▸ **Stored data entries**:
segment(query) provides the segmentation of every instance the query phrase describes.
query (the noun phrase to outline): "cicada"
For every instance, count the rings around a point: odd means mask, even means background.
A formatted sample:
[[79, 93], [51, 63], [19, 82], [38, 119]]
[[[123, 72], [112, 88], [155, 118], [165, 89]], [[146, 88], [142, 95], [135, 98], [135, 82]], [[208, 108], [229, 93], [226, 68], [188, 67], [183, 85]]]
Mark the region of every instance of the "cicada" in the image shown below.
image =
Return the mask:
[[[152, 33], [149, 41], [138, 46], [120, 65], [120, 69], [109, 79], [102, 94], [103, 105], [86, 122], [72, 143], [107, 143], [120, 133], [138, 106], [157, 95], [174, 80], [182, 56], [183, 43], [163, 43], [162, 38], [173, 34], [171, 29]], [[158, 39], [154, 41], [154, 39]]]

▸ **TASK DIRECTIONS**:
Write out every line of the items above, requests included. Multiply each polygon coordinate in the answers by 1.85 and round it to a whole number, rounding halves up. Leave the numbers in the requests and their format samples as they are.

▸ **OUTPUT OF THE TASK**:
segment(query) provides the segmentation of every instance the query phrase describes.
query (the noun phrase to outline): "cicada"
For every instance, count the rings around a point: odd means mask, even means background.
A formatted sample:
[[79, 93], [51, 63], [19, 82], [38, 119]]
[[[123, 72], [112, 88], [155, 118], [165, 89]], [[146, 88], [142, 95], [135, 98], [135, 82]], [[208, 108], [229, 93], [226, 68], [188, 67], [183, 85]]]
Mark the region of every instance of the "cicada" in the image shown below.
image =
Return the mask:
[[[281, 61], [276, 76], [255, 85], [222, 120], [222, 128], [202, 146], [189, 174], [191, 194], [159, 226], [133, 265], [198, 265], [222, 246], [255, 196], [290, 176], [322, 148], [337, 104], [339, 80], [302, 80], [300, 70], [320, 63], [316, 54]], [[292, 72], [285, 76], [285, 72]]]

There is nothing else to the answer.